[START OF Records shown]

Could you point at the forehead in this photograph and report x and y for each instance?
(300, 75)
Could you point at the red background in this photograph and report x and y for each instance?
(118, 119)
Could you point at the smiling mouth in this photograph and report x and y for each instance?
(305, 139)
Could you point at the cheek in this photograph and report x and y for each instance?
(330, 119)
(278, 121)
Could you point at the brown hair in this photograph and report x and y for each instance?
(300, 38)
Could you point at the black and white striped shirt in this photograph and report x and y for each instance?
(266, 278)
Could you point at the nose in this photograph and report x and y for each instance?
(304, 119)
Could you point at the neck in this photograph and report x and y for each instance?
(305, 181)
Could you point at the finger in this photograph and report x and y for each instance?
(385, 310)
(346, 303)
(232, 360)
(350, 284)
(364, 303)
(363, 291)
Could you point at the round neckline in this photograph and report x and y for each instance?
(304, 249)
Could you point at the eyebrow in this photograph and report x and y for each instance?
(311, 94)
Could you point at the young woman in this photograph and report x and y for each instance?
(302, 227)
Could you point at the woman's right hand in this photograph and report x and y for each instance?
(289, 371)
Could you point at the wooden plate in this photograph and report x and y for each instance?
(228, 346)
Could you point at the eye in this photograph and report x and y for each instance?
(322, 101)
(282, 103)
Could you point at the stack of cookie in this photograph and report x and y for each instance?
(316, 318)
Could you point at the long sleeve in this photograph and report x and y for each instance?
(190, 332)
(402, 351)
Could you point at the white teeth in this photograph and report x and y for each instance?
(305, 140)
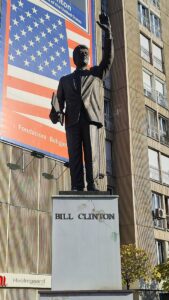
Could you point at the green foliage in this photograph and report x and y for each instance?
(161, 274)
(135, 264)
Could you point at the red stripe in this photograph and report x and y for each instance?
(29, 87)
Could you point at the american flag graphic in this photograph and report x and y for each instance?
(38, 51)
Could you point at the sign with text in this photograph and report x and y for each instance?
(26, 281)
(37, 39)
(87, 296)
(85, 243)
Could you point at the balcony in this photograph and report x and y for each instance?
(157, 63)
(164, 138)
(144, 21)
(155, 96)
(153, 132)
(154, 173)
(145, 54)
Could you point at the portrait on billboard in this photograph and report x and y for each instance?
(36, 50)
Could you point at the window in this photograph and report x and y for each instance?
(161, 93)
(165, 169)
(164, 127)
(154, 164)
(145, 47)
(155, 3)
(143, 15)
(107, 114)
(152, 127)
(160, 251)
(157, 57)
(147, 84)
(108, 157)
(155, 25)
(158, 209)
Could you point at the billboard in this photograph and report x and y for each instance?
(37, 38)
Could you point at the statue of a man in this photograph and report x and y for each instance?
(79, 95)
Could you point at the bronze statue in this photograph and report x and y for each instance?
(78, 94)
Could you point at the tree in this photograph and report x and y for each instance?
(161, 273)
(134, 264)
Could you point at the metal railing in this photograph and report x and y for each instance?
(154, 173)
(145, 54)
(153, 132)
(144, 20)
(155, 96)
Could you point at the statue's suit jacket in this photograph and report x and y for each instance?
(71, 96)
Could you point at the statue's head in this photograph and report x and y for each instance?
(81, 56)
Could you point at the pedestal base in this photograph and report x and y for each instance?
(87, 295)
(85, 243)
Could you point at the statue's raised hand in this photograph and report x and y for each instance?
(104, 22)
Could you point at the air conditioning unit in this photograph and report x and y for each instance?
(160, 213)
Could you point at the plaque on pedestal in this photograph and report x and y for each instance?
(85, 243)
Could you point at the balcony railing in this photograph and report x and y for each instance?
(153, 132)
(145, 54)
(165, 177)
(164, 138)
(155, 96)
(156, 3)
(154, 173)
(157, 63)
(144, 21)
(156, 30)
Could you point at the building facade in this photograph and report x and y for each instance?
(137, 154)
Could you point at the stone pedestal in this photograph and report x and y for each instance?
(86, 245)
(85, 248)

[END OF Records shown]

> _Goal_
Please recast the lines from the one containing "Could you point at the air" through the end of the dataset rows as a JSON list of strings, one string per line, leaving out blank lines.

> _Task output_
[
  "Could you point at the air conditioning unit in this photograph and report x and y for each instance?",
  "(160, 213)",
  "Could you point at the plaque on pedestal in this photograph and report x and y for each instance?",
  "(85, 243)",
  "Could you point at the balcony railing in this photograph and report x and y for each instance?",
  "(153, 132)",
  "(145, 54)",
  "(165, 177)",
  "(164, 138)",
  "(155, 96)",
  "(156, 3)",
  "(154, 173)",
  "(157, 63)",
  "(144, 21)",
  "(156, 30)",
  "Could you point at the building facade in this photograph and report x and y for each instance?",
  "(137, 154)",
  "Could you point at the stone pedestal in this photograph and report x and y for each instance?",
  "(86, 245)",
  "(85, 248)"
]